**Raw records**
===============

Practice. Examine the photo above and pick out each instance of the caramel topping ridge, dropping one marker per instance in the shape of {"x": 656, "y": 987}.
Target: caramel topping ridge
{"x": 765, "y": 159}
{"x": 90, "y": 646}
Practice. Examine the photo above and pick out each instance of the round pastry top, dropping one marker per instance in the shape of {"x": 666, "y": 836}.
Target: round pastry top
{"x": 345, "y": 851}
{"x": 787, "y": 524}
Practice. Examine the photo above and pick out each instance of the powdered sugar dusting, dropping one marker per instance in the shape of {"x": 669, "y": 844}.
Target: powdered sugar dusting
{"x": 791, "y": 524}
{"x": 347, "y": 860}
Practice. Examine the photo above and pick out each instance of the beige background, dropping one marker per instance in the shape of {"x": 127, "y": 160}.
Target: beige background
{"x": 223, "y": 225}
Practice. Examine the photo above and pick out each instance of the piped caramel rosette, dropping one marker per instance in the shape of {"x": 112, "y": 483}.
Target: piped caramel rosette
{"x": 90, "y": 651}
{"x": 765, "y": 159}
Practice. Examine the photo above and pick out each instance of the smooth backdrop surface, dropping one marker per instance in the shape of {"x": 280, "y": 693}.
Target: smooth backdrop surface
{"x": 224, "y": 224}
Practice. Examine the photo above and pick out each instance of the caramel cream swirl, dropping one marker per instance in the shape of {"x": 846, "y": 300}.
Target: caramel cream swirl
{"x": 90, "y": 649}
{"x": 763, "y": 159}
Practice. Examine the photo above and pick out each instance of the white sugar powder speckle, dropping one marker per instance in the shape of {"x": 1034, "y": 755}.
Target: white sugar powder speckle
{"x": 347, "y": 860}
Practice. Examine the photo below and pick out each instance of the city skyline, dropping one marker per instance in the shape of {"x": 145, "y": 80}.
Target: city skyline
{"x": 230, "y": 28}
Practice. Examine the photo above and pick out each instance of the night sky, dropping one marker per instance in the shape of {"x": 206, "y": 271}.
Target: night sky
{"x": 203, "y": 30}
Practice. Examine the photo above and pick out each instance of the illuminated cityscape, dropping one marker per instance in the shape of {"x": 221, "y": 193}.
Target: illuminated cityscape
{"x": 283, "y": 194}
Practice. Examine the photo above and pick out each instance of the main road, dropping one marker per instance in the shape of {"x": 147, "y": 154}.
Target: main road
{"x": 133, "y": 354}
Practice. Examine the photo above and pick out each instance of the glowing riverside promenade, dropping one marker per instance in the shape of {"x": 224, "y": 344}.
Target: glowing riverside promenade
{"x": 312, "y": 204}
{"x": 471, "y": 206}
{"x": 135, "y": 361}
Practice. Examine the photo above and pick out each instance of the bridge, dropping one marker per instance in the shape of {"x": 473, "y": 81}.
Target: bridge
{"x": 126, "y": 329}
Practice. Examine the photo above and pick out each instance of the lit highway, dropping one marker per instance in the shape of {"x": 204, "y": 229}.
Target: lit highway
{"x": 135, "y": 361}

===============

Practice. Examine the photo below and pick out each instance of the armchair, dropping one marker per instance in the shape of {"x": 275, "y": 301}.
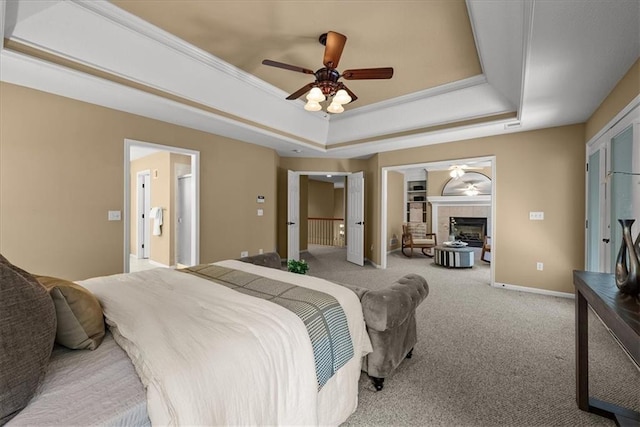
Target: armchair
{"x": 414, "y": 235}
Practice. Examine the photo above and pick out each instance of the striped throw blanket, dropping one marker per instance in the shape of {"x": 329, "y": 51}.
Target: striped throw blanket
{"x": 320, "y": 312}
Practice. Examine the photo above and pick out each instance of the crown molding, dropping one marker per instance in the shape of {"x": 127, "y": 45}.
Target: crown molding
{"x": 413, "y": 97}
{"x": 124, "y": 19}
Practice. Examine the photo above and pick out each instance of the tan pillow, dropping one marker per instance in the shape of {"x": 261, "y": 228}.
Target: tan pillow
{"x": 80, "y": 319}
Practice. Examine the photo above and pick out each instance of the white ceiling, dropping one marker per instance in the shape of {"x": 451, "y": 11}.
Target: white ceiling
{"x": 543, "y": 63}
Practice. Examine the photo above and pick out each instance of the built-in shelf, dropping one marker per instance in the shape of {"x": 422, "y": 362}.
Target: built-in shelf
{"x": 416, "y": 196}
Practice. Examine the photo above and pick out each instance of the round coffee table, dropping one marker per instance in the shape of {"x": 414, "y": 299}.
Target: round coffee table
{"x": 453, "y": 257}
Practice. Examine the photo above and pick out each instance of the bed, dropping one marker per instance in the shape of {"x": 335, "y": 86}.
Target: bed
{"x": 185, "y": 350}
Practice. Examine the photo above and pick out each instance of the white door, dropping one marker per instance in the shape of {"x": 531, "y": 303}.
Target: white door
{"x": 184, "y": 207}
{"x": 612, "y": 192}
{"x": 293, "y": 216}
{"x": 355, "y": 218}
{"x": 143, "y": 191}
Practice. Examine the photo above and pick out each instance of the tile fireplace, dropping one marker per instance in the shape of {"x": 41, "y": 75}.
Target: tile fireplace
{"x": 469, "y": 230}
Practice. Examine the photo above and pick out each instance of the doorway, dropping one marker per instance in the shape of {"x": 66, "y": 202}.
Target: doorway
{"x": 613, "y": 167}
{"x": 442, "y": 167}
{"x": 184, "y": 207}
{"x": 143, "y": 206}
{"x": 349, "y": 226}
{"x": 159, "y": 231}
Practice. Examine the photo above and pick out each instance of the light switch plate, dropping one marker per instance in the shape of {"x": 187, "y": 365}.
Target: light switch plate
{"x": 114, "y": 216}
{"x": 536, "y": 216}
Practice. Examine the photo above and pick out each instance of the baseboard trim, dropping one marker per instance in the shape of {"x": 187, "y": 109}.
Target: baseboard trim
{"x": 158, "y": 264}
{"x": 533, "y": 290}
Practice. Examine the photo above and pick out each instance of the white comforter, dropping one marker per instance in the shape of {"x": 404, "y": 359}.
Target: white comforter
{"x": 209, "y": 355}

===============

Select every line above that contains the string "cream", and copy each one out in full. Case counts.

Practice. Examine the photo above and pick out each instance of the caramel cream swirl, dropping one marker per instance in the shape of {"x": 846, "y": 300}.
Target: caramel cream swirl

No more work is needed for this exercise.